EXCERPTED DATA START
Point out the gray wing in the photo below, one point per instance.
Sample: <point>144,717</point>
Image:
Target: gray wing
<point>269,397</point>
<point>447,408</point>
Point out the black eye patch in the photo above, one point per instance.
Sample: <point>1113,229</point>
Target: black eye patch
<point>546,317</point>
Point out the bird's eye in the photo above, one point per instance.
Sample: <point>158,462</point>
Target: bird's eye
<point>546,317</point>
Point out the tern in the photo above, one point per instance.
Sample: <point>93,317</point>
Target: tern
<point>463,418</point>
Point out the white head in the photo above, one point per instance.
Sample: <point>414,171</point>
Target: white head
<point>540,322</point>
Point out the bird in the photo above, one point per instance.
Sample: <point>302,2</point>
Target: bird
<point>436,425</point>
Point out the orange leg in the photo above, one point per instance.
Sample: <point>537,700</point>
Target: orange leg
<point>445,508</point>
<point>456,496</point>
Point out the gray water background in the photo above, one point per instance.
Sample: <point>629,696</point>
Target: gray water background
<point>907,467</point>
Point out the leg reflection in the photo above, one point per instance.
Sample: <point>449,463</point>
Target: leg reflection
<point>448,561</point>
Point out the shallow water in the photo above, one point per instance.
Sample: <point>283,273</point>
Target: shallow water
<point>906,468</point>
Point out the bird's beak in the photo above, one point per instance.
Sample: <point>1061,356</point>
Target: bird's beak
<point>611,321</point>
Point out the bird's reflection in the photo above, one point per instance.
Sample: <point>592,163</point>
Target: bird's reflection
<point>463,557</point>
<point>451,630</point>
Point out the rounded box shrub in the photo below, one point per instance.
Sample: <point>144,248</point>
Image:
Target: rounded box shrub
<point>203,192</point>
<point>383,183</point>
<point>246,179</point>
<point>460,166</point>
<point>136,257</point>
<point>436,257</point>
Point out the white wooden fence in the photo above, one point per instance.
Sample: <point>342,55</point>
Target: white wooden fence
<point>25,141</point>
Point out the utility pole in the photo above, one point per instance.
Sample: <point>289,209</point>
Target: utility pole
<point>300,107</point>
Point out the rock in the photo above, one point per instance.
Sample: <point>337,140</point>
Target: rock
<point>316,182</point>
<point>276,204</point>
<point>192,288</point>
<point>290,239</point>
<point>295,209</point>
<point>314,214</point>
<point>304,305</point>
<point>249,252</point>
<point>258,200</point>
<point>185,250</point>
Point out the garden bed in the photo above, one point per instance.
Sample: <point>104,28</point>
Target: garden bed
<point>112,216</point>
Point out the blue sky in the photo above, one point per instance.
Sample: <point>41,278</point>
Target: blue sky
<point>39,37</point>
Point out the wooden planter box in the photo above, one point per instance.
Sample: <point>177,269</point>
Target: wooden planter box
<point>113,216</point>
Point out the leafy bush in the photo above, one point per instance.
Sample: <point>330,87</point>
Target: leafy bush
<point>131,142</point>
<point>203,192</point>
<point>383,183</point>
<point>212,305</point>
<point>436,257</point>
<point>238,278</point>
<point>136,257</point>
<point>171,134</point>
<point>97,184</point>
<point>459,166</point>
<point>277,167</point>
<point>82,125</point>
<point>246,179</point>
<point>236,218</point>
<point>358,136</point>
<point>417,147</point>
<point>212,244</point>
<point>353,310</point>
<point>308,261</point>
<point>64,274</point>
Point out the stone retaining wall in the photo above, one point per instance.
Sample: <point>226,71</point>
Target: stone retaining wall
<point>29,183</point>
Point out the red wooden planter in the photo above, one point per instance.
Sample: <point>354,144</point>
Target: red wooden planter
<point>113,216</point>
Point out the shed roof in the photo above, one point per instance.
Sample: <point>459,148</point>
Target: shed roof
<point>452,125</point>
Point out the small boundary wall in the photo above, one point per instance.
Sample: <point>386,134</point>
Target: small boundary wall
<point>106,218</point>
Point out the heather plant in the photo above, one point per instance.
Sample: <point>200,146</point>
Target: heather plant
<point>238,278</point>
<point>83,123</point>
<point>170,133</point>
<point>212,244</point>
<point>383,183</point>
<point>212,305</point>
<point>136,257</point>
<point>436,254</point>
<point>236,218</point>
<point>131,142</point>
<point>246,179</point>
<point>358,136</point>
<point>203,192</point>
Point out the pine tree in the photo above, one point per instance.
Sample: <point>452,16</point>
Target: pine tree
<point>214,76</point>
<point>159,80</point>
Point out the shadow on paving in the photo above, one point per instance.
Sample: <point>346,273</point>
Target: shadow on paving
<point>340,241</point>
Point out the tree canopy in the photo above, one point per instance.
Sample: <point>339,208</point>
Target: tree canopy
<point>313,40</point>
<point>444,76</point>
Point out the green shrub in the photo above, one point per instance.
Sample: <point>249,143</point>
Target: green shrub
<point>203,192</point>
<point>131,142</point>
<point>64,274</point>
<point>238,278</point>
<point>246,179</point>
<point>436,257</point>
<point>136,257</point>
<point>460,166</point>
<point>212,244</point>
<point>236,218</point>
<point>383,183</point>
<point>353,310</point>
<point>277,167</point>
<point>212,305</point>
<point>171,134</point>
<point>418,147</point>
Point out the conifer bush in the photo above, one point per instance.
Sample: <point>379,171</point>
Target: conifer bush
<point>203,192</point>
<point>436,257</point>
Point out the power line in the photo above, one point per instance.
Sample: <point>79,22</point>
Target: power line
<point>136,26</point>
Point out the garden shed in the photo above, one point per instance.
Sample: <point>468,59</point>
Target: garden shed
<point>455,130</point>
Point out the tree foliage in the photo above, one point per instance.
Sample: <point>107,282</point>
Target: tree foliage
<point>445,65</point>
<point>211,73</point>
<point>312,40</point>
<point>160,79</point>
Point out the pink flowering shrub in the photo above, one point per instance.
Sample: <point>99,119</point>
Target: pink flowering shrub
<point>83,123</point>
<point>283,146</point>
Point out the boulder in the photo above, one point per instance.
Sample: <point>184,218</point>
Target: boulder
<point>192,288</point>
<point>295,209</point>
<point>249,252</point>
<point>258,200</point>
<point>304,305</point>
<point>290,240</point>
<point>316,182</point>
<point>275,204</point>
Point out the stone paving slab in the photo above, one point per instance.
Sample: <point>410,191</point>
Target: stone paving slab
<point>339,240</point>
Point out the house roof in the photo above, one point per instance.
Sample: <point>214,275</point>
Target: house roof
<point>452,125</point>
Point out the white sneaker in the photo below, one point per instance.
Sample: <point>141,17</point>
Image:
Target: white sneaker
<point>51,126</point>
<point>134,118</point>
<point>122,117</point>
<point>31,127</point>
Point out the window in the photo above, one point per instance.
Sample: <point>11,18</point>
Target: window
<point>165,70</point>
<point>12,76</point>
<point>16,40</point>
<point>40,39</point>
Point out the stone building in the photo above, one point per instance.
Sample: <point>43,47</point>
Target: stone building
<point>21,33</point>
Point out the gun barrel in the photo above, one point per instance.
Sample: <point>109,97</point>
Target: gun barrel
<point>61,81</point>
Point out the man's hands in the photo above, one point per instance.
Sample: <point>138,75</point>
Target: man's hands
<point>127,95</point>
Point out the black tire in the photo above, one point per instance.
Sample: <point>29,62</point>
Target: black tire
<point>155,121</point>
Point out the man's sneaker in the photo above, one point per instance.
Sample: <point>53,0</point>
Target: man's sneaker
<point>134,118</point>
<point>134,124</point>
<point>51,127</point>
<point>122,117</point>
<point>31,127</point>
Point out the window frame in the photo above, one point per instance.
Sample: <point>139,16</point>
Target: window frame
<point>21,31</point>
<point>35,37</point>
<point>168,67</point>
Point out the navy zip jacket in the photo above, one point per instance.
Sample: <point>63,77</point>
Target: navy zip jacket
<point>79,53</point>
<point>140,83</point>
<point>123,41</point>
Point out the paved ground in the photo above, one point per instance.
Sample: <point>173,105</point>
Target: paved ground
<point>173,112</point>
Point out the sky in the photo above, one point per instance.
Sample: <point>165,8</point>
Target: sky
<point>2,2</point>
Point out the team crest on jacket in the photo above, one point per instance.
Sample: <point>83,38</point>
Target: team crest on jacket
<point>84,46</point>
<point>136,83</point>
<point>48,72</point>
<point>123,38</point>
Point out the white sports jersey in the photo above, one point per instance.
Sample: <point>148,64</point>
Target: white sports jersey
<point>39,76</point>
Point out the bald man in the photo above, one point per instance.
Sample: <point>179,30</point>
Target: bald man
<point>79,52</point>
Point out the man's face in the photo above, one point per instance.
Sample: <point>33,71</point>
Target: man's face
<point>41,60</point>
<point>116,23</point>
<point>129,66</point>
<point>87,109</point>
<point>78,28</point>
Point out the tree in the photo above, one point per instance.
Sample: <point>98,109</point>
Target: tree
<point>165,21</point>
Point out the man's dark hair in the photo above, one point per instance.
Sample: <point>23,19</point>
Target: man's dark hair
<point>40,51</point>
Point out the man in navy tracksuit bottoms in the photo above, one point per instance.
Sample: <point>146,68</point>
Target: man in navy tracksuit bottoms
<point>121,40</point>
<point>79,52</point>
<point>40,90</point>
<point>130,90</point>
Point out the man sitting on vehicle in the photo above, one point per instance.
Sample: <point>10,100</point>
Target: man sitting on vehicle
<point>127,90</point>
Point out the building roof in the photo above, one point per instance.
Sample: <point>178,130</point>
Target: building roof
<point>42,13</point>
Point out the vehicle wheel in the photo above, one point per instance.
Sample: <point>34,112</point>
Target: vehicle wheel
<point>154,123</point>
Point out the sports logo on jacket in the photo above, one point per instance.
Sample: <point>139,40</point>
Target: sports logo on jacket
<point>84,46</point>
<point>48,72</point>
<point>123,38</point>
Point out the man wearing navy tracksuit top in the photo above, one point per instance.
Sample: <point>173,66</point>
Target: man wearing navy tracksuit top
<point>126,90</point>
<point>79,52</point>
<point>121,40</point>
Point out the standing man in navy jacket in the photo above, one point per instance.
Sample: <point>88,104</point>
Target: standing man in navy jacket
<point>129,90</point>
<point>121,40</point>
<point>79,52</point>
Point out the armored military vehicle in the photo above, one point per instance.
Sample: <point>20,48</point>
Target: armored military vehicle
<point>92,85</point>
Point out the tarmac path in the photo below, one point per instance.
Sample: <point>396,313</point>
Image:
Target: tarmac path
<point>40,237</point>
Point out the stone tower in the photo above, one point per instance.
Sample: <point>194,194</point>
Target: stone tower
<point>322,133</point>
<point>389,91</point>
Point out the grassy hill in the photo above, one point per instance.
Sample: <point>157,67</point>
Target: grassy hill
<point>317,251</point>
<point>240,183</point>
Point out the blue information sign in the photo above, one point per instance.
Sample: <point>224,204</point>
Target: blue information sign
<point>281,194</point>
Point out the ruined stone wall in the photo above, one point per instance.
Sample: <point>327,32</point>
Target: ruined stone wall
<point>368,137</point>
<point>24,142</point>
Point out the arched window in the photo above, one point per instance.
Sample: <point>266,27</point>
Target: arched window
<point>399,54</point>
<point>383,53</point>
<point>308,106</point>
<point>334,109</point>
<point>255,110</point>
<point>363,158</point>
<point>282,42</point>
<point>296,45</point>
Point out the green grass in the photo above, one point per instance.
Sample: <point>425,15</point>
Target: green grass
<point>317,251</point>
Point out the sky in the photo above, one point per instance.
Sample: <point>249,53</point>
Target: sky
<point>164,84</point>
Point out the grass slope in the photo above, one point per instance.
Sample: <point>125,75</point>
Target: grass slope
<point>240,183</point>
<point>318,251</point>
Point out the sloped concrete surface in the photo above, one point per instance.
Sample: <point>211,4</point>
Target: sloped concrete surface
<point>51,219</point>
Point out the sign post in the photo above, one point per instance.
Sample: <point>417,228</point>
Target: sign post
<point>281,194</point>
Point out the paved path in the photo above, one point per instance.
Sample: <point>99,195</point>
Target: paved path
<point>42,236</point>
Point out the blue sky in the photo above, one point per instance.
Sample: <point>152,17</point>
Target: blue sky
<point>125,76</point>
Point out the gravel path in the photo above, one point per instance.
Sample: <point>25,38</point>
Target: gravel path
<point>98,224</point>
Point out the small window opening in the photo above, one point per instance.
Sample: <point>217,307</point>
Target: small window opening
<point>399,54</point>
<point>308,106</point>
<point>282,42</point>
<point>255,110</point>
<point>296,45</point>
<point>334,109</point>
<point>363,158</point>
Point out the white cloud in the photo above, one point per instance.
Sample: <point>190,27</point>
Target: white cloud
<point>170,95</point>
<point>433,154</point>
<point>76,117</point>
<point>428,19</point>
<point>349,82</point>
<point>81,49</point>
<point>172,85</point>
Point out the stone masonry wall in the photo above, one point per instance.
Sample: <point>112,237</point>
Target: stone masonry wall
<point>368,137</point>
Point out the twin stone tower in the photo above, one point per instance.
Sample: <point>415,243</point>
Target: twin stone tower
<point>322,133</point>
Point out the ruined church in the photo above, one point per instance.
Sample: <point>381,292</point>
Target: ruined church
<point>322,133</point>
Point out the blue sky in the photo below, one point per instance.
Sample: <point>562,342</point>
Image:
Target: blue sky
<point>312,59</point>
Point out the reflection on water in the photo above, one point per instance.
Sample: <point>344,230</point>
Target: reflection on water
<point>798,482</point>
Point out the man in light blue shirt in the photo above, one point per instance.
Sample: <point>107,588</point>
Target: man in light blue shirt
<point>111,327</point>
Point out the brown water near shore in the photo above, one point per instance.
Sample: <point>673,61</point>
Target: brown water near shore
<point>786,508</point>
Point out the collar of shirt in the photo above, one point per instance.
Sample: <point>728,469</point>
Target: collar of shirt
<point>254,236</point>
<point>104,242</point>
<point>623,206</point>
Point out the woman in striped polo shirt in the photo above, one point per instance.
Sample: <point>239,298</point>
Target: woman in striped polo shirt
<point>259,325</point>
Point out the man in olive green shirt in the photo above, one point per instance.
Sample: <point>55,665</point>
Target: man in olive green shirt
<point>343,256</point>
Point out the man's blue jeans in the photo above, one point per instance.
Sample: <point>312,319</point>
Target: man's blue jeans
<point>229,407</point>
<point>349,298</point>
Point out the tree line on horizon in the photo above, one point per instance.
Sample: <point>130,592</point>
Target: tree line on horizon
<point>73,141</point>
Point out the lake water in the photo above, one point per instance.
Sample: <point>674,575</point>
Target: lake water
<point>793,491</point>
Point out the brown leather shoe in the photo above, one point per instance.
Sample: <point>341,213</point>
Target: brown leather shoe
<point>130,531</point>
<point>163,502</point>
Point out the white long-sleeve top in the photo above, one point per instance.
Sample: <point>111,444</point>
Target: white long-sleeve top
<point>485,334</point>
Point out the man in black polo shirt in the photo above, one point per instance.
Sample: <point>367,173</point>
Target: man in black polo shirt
EXCERPTED DATA END
PROBLEM:
Out of the entries above, write out only the lines between the line holding "Sample: <point>33,71</point>" and the line holding "Sample: <point>23,19</point>", inclusive, each exactly as given.

PROBLEM SOLUTION:
Sample: <point>33,71</point>
Target: man's face
<point>41,60</point>
<point>116,23</point>
<point>129,66</point>
<point>87,109</point>
<point>78,28</point>
Point out the tree in the photo above, one point per instance.
Sample: <point>98,109</point>
Target: tree
<point>165,21</point>
Point out the man's dark hair in the photo above, one point per instance.
Sample: <point>23,19</point>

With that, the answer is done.